## TASKS TO CARRY OUT
1. Answer these questions from the message on XSLT date handling, one per line:
(a) Which XPath 2.0 operator does the writer say helps with type-checking?
(b) What date does the writer's function assign to things that are not properly dated?
(c) What kind of application is the writer's?
2. Reproduce word for word the stretch of the message on XSLT date handling from "In a simple" through "this in XSLT.".

## SUPPLIED TEXT
Charles,
Mike will probably have the definitive answer on this one. Given how
it's now late on Friday over in the UK, however, I'll take a guess.
How about having a wrapper function that will accept any argument or
none, and does type-checking on it before calling your actual
formatting function? XPath 2.0 has the "castable as" operator to help
with this kind of thing.
In a simple case, you could declare your function's argument
(parameter) as "xs:string?" or "element(date)?" or whatever, to allow
for a missing argument, and then trap that condition.
In my XSLT 2.0 dates processing (which like yours, doesn't assume
schema-validity) I have a function that assigns a date of Jan 1, year
1 to things that aren't properly dated (which means "things my code
can't make a date out of"). It's something of a kludge, since I have
to assume I'll never need the date 0001-01-01 for real. (It's a
timesheet application, so this is not unfair.) Later in the
application such undated dates get caught, so as not to be treated
like my "real" dates. I'd love to know from an actual programmer how
better to do this in XSLT.

## RECORD SET
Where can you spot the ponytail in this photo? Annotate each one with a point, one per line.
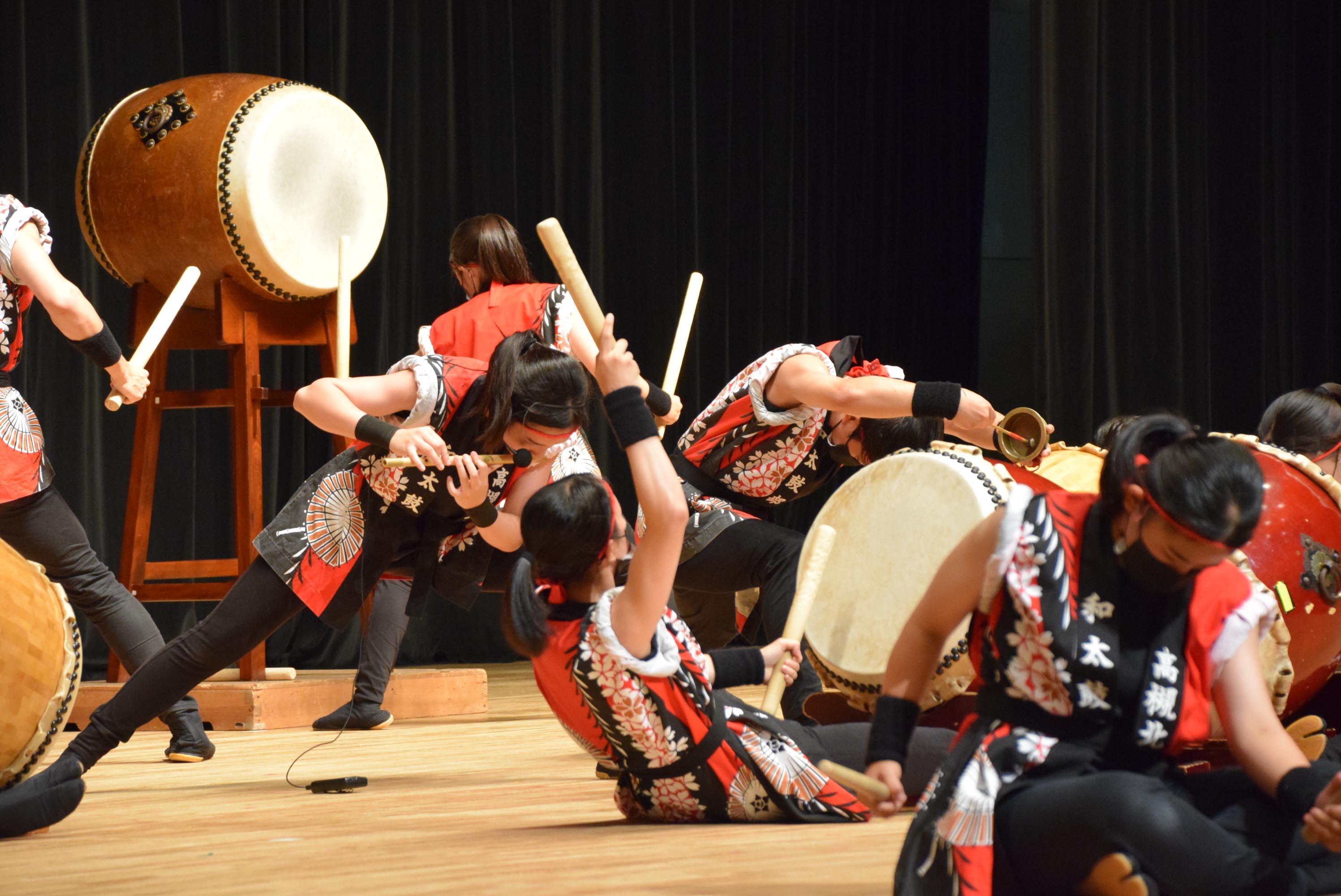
(567, 528)
(525, 613)
(1306, 420)
(532, 383)
(491, 242)
(1211, 486)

## OUTPUTS BY TASK
1.
(a) The "castable as" operator.
(b) January 1, year 1 (0001-01-01).
(c) A timesheet application.

2.
In a simple case, you could declare your function's argument
(parameter) as "xs:string?" or "element(date)?" or whatever, to allow
for a missing argument, and then trap that condition.
In my XSLT 2.0 dates processing (which like yours, doesn't assume
schema-validity) I have a function that assigns a date of Jan 1, year
1 to things that aren't properly dated (which means "things my code
can't make a date out of"). It's something of a kludge, since I have
to assume I'll never need the date 0001-01-01 for real. (It's a
timesheet application, so this is not unfair.) Later in the
application such undated dates get caught, so as not to be treated
like my "real" dates. I'd love to know from an actual programmer how
better to do this in XSLT.